Page extract ▸
5 No application has been made by [Mr O] or by anyone acting on his behalf to postpone the proceedings and no costs submissions have been received from him. This is consistent with the approach he
(Page 4)
adopted over an extended period of time in the latter part of the proceedings. It is unfair to the wife to delay finalisation of the matter any longer.
6 Whilst I accept the husband is probably suffering from depression, I am not satisfied he is “a person with a disability” within the meaning of Rule 6.08. As was said by Kennedy LJ in Masterman- Lister v Brutton & Co (Nos 1 and 2) [2003] 1 WLR 1511 at p 1520:
“It is common ground that all adults must be presumed to be competent to manage their property and affairs until the contrary is proved, and that the burden of proof rests on those asserting incapacity.”
See also the discussion by the Full Court of the Federal Court in L v Human Rights and Equal Opportunity Commission [2006] FCAFC 114 at [23] to [26].
Costs orders sought
7 The wife’s submissions indicated she was seeking:
(a) the costs reserved to the trial Judge by order of the Court of Petty Sessions made on 14 September 2004; (b) the costs of the trial heard in November 2004.
8 It was sufficiently clear that in asking for the “costs of the trial”, the wife was actually asking for payment of all of her costs in relation to the proceedings concerning the children, not just the costs of the trial itself. I have formed this view since:
(a)
the heading of the wife’s submissions was “Submissions in support of Wife’s Application for Costs against the Husband relating to Child Welfare proceedings”;
(b)
the first paragraph of the submissions indicated that they related to “the wife’s costs of her application for residence of the children …”;
(c)
paragraph 21 of the submissions referred to “the grounds upon which the wife relies to seek an order for costs in child welfare matters …”; and
(d)
the detailed chronology of events provided in support of the application for costs (containing as it did a notation of
(Page 5)
costs incurred during the course of the proceedings) would have been superfluous if only the costs of the trial itself were being sought.

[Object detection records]
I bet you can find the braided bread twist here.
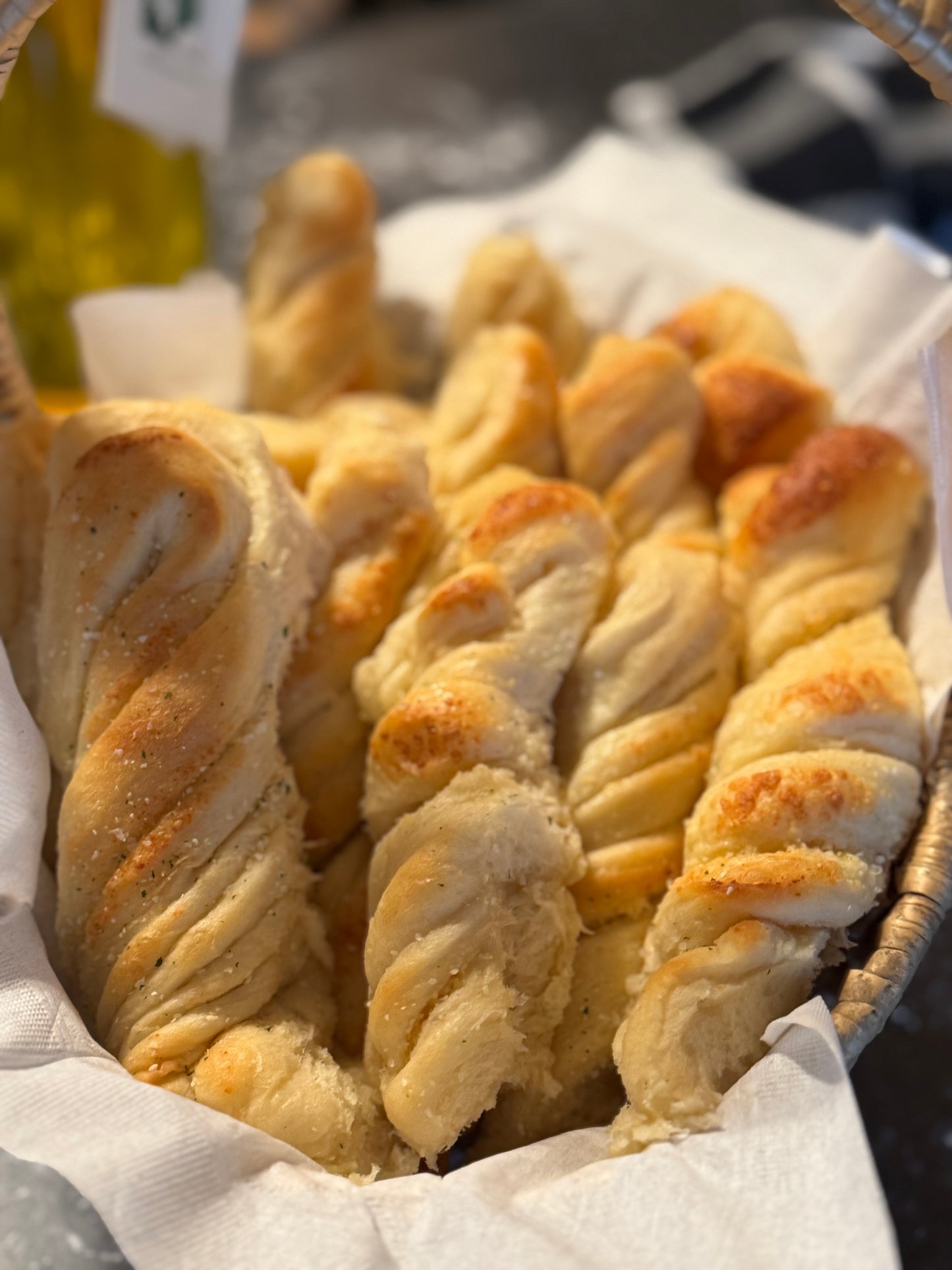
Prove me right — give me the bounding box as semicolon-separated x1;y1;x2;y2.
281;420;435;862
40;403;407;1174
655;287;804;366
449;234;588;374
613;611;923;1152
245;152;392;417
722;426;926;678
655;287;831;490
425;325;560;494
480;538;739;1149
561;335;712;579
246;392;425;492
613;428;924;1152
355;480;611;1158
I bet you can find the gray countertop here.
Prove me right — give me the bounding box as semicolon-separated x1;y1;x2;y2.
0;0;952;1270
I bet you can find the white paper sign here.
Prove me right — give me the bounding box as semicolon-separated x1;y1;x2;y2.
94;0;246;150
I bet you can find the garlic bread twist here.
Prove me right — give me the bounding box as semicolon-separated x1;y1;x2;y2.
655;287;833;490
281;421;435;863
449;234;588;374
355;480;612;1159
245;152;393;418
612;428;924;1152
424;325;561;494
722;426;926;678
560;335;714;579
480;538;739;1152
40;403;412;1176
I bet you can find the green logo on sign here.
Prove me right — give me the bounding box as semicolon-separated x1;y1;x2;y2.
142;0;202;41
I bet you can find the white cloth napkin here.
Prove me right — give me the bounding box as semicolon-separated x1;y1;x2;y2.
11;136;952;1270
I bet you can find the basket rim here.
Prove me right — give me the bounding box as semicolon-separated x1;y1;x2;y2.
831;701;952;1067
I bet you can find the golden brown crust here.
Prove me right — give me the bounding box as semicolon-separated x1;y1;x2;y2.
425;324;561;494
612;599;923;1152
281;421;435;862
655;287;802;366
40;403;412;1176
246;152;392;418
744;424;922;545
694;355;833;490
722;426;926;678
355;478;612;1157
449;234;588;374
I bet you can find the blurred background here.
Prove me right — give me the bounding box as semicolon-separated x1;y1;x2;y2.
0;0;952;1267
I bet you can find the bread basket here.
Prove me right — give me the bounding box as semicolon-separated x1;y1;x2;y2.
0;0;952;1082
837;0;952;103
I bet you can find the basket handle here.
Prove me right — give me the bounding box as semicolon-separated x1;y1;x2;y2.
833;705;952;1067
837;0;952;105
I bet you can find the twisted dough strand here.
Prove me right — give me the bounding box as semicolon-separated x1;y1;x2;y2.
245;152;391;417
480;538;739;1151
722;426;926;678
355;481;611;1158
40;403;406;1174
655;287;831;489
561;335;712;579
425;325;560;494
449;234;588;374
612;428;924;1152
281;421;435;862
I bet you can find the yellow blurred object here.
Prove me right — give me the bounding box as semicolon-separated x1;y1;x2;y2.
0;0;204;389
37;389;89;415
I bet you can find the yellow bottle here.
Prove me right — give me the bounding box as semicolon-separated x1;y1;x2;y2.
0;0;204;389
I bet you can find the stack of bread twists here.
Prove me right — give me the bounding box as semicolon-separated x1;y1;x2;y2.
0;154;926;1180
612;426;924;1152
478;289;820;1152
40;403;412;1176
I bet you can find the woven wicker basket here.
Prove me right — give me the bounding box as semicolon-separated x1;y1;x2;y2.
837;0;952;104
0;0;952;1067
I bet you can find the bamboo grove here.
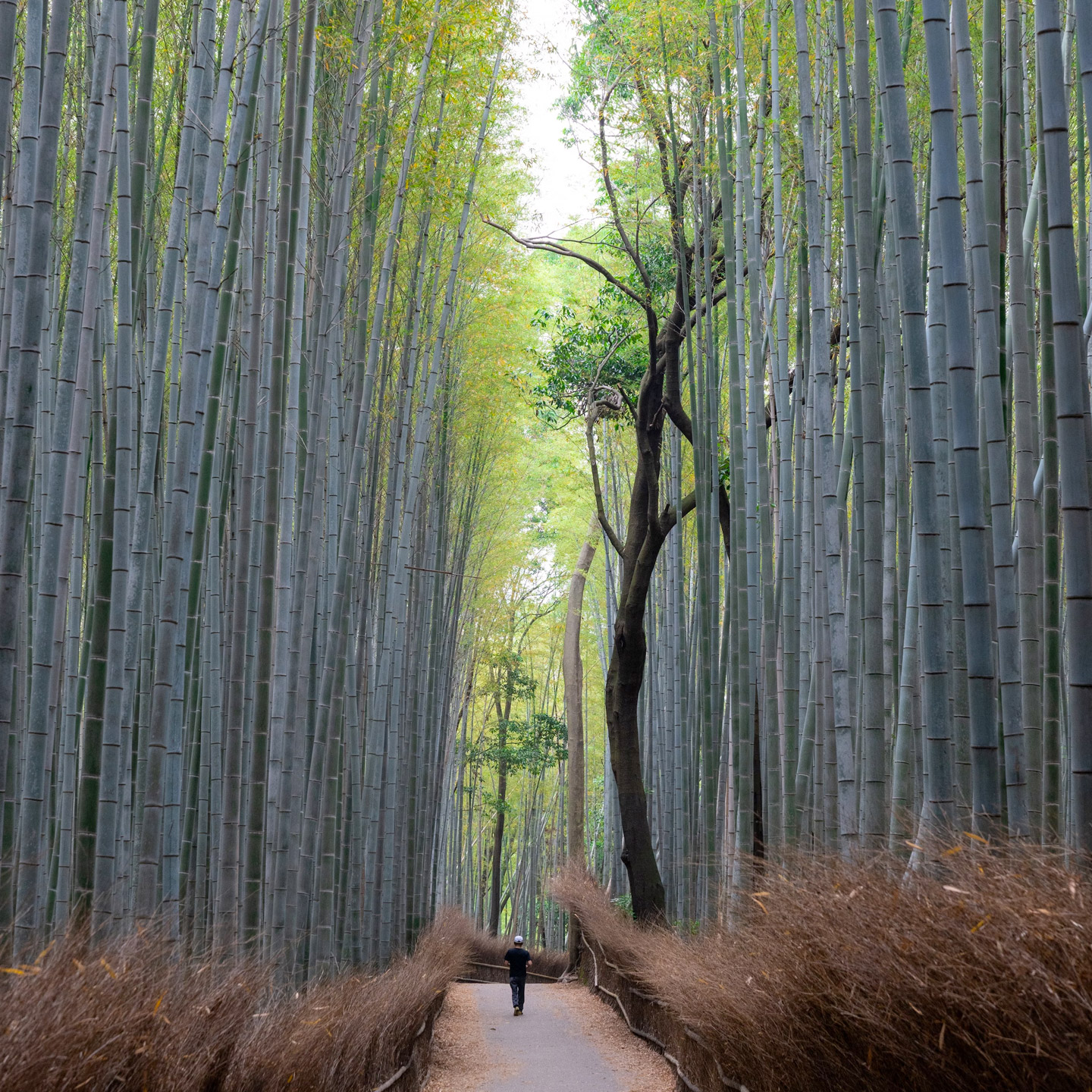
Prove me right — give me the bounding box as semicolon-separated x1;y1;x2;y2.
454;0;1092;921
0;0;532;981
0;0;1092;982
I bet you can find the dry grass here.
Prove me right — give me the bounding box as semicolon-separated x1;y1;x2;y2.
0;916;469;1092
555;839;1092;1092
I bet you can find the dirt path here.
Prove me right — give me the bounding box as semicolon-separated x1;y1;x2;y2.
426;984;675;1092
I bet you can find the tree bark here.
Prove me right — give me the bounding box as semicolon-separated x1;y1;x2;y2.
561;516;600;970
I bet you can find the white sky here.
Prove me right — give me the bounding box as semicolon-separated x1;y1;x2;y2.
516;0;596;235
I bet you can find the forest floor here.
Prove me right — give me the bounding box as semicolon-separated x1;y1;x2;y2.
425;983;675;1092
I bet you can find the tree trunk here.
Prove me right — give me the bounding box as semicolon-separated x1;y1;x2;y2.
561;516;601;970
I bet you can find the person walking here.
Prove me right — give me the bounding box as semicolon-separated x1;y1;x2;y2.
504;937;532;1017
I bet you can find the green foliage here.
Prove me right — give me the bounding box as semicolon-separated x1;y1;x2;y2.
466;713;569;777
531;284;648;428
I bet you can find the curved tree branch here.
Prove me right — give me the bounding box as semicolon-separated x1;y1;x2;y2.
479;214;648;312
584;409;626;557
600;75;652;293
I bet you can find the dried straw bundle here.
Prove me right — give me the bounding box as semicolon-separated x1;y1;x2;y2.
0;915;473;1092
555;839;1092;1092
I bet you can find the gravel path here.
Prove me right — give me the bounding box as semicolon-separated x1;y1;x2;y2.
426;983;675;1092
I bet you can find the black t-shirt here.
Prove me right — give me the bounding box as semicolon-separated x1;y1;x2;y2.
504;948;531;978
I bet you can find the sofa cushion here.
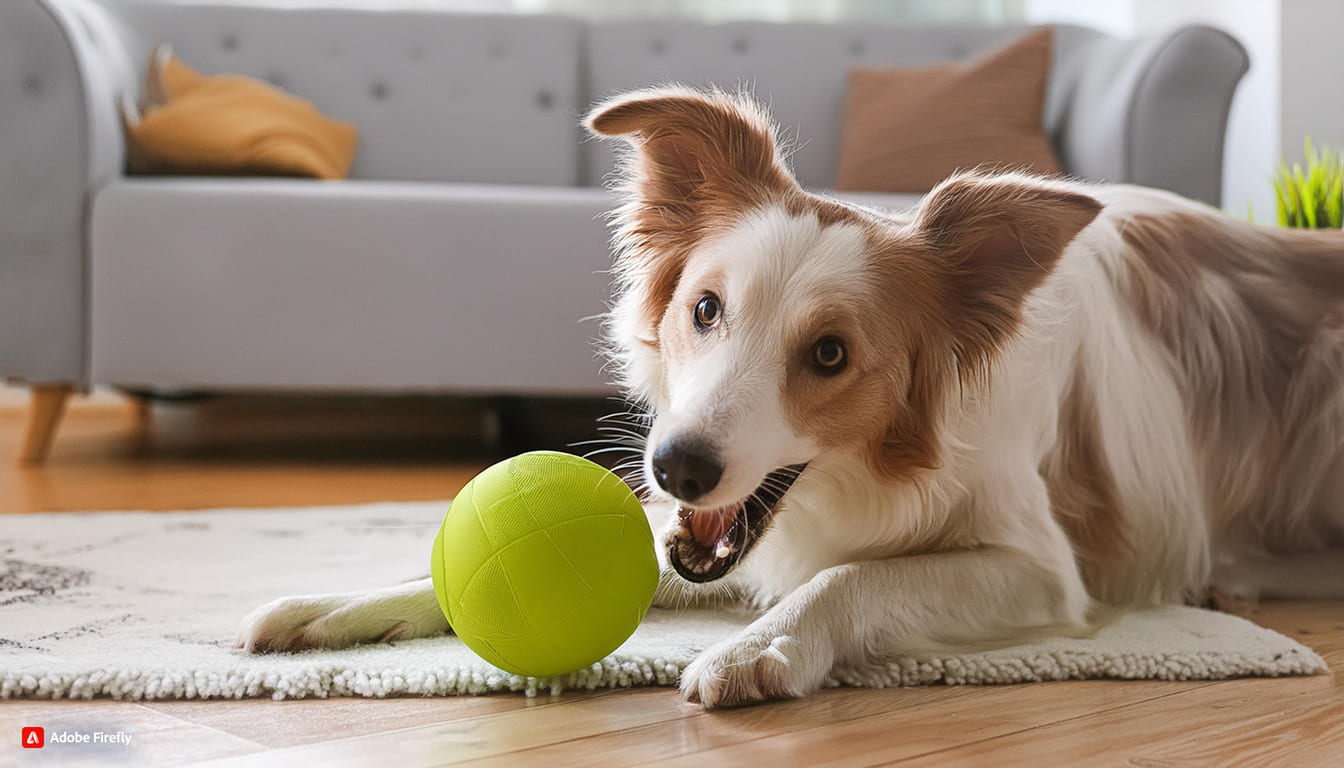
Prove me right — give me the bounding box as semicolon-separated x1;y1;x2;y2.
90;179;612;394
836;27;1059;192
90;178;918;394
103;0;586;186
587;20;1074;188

Jobs ▸
[A] Quote the court judgment word for word, beginning at the words "paragraph 21 of" and stopping after "were being sought.".
[B] Print the records again, unchanged, beginning at the line that has "I bet you can find the gravel path here." and stopping after the last line of the records. Leave out the pictures.

Results of the tasks ▸
[A]
paragraph 21 of the submissions referred to “the grounds upon which the wife relies to seek an order for costs in child welfare matters …”; and
(d)
the detailed chronology of events provided in support of the application for costs (containing as it did a notation of
(Page 5)
costs incurred during the course of the proceedings) would have been superfluous if only the costs of the trial itself were being sought.

[B]
I bet you can find the gravel path here.
Prove me right — give me the bounding box as semicolon-separated x1;y1;x2;y2.
426;983;675;1092
I bet you can find the black t-shirt here.
Prove me right — give me the bounding box as semicolon-separated x1;y1;x2;y2.
504;948;531;978
I bet you can find the sofa cushion here.
Prove me right — give me the bounding box as semicolon-separated x1;y1;x2;y2.
90;179;612;394
836;27;1059;192
90;178;918;394
103;0;586;186
587;20;1074;188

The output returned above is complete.